[WRITTEN TASK 1]: The page on automating Spark jobs with Oozie names something that must be installed on the node where the Oozie server is installed. What is it?

[PASSAGE PROVIDED]:
========================
Automating Spark Jobs with Oozie Spark Action

You can use Apache Spark as part of a complex workflow with multiple processing steps, triggers, and interdependencies. You can automate Apache Spark jobs using Oozie Spark action.

Spark3 (Gateway) must be installed on the node where the Oozie server is installed.

About Oozie Spark Action

If you use Apache Spark as part of a complex workflow with multiple processing steps, triggers, and interdependencies, consider using Apache Oozie to automate jobs. Oozie is a workflow engine that executes sequences of actions structured as directed acyclic graphs (DAGs). Each action is an individual unit of work, such as a Spark job or Hive query.

The Oozie "Spark action" runs a Spark job as part of an Oozie workflow. The workflow waits until the Spark job completes before continuing to the next action.

For additional information about Spark action, see the latest Oozie Spark3 Action Extension documentation, available on the Oozie UI. For general information about Oozie, see Overview of Oozie.
========================
[TASK MATERIAL]:

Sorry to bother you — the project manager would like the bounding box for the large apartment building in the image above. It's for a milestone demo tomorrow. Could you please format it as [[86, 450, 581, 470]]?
========================
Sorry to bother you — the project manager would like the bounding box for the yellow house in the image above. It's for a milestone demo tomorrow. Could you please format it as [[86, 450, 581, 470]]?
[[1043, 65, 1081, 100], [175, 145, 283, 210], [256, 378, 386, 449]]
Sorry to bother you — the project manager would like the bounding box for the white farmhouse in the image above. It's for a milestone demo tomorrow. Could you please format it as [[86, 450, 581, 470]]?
========================
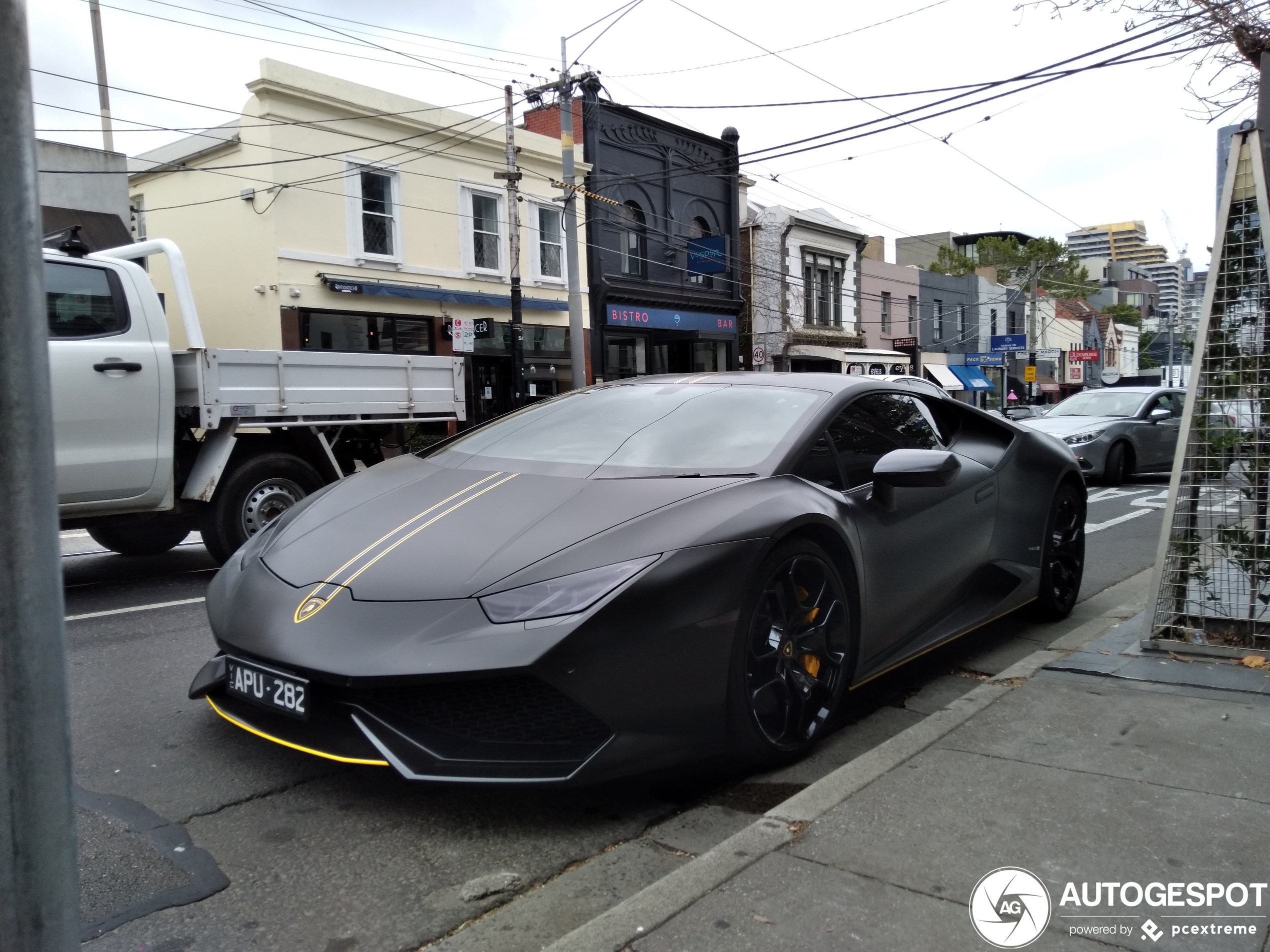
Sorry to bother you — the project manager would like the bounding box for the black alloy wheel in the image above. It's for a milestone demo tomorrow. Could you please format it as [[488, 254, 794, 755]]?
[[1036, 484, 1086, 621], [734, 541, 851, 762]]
========================
[WRITTEN TASK 2]: Return each line of the entries above that contains the word "alloy".

[COMPLETE RESPONSE 1]: Spark3 (Gateway).

[COMPLETE RESPONSE 2]:
Sorry to bother you — the project manager would like the bounding box for the black alloy wheel in the image above. It's for a milestone demo tomorrow. Could you please format it as [[488, 254, 794, 755]]?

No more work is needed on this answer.